- REQUIRED WORK -
The expected answer comprises all lines from the entries that contain the string "bridle".

- DATA EXTRACTS -
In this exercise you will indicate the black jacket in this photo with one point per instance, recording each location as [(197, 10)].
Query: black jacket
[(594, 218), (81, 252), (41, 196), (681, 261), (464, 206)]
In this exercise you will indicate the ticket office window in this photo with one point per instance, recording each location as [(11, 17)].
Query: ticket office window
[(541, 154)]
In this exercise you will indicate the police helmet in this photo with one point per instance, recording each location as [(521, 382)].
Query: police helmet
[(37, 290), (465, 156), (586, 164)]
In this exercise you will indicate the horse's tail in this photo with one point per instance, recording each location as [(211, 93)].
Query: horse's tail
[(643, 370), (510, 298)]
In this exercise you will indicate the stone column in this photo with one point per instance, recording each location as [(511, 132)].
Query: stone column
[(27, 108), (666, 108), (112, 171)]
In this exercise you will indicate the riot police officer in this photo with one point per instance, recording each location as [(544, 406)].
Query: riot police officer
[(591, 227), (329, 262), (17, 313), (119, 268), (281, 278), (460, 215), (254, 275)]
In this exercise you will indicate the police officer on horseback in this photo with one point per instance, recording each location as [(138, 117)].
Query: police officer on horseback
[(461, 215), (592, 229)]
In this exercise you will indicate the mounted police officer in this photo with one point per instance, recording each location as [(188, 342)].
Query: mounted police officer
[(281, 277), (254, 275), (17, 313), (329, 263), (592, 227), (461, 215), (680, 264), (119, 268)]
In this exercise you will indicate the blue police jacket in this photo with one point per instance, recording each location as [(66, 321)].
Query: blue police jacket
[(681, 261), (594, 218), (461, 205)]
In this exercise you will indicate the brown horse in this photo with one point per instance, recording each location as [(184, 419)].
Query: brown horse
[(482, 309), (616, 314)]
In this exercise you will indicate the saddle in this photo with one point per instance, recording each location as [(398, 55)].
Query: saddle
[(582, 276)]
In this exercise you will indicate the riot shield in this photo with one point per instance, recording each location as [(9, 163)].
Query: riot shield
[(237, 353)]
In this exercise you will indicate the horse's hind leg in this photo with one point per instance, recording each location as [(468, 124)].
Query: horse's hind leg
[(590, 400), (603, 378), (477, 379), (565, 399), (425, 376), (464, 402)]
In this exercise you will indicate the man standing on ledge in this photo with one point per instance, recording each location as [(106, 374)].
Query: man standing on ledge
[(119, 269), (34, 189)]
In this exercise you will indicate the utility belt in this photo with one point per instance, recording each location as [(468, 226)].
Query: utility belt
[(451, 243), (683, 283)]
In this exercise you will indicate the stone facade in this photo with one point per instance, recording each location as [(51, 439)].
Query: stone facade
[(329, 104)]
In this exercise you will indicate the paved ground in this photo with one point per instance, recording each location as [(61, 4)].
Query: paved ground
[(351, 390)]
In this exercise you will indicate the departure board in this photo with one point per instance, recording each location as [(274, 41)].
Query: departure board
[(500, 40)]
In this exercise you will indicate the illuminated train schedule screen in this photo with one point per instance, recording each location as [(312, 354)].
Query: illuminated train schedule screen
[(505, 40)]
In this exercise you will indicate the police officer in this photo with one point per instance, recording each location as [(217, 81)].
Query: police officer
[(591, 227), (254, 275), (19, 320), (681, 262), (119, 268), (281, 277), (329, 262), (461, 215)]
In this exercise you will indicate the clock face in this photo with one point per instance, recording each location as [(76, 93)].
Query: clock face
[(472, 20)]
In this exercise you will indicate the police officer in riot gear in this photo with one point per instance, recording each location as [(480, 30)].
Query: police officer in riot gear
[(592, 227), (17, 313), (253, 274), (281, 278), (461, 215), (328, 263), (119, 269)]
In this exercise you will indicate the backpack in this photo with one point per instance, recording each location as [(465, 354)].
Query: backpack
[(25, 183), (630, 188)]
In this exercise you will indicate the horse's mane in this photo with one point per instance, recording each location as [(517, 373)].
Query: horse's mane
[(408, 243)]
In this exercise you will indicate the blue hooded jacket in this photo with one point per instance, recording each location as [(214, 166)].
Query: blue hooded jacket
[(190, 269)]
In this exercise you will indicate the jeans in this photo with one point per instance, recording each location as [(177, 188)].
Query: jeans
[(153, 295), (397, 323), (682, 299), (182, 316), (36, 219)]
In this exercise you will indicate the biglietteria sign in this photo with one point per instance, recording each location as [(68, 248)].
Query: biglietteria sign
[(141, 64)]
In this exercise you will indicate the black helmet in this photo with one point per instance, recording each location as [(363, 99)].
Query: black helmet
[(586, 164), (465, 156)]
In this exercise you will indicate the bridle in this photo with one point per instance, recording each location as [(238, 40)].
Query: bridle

- SOLUTION FOR THIS PROBLEM -
In this exercise you will indicate the bridle in this photo with one point per instance, recording each location as [(238, 40)].
Query: bridle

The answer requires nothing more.